The exercise: Write the line that includes "of the tall" and all subsequent lines, exactly as written, and nothing more.

(Stored items from a collection)
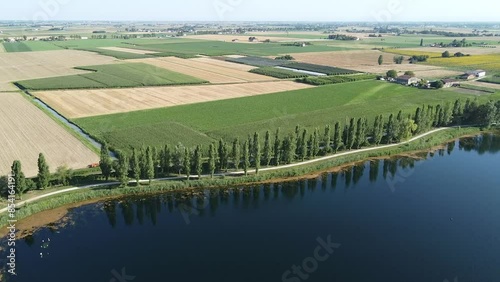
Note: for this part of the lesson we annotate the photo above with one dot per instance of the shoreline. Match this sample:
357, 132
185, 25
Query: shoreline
45, 216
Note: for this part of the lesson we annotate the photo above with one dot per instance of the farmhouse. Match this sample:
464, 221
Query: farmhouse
450, 83
477, 73
406, 80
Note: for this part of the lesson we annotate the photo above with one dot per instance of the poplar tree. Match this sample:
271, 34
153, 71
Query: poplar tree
337, 137
105, 162
267, 149
43, 172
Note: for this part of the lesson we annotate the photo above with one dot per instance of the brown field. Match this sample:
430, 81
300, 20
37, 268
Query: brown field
85, 103
31, 65
26, 131
467, 50
128, 50
207, 69
367, 61
243, 38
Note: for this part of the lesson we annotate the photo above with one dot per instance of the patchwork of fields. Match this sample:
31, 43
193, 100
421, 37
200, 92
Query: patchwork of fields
367, 61
31, 65
313, 107
26, 131
113, 76
85, 103
208, 69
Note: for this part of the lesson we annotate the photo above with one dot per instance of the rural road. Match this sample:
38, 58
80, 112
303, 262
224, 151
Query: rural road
236, 172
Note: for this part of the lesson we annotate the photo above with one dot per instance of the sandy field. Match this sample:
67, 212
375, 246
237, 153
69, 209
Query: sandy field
207, 69
31, 65
85, 103
26, 131
367, 61
467, 50
243, 38
129, 50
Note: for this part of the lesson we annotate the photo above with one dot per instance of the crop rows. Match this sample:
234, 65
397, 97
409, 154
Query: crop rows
113, 76
324, 80
278, 73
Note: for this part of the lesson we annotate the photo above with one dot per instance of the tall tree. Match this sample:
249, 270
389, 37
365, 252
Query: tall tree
337, 137
351, 134
236, 153
187, 162
256, 151
277, 147
43, 172
121, 168
267, 149
19, 179
105, 163
327, 139
246, 158
198, 161
150, 169
135, 166
212, 159
378, 130
303, 146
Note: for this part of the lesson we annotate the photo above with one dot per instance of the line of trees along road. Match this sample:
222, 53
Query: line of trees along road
355, 133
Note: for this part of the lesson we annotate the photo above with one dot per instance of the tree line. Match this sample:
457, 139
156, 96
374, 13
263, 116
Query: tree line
273, 148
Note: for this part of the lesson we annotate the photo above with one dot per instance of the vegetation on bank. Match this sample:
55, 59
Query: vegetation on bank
161, 187
113, 76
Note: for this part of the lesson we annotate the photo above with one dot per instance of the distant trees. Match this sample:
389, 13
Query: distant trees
392, 74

In response:
Note: for this part of the lesson we annotate the photo above with one dot per instance of the tall tree. Match this sample:
249, 270
389, 37
365, 252
Query: tall tree
337, 137
351, 134
236, 153
187, 162
256, 151
277, 147
43, 172
121, 168
267, 149
19, 179
105, 163
327, 139
246, 158
198, 161
150, 169
135, 166
212, 159
378, 130
303, 146
Note: for this part of the lesson we annotate the photo above with one dot per instance of the line of trees along road. Match this sample:
222, 53
Query: line of trees along road
355, 133
Note: for this part of the lesson we annotate the photo above with one dot per instance of the tree line. Match this sample:
457, 139
156, 96
374, 13
263, 116
Query: tree line
273, 148
Note: for this part of the lesson we annotate the photo above with one dot per instance of the vegetation on bank. Match this sample:
55, 59
Query: vegetation on bank
161, 187
113, 76
Note: for this part of the lesson we annotate the photo above with one dot per instance of the distant trees. Match this sample:
389, 13
Query: distant trees
392, 74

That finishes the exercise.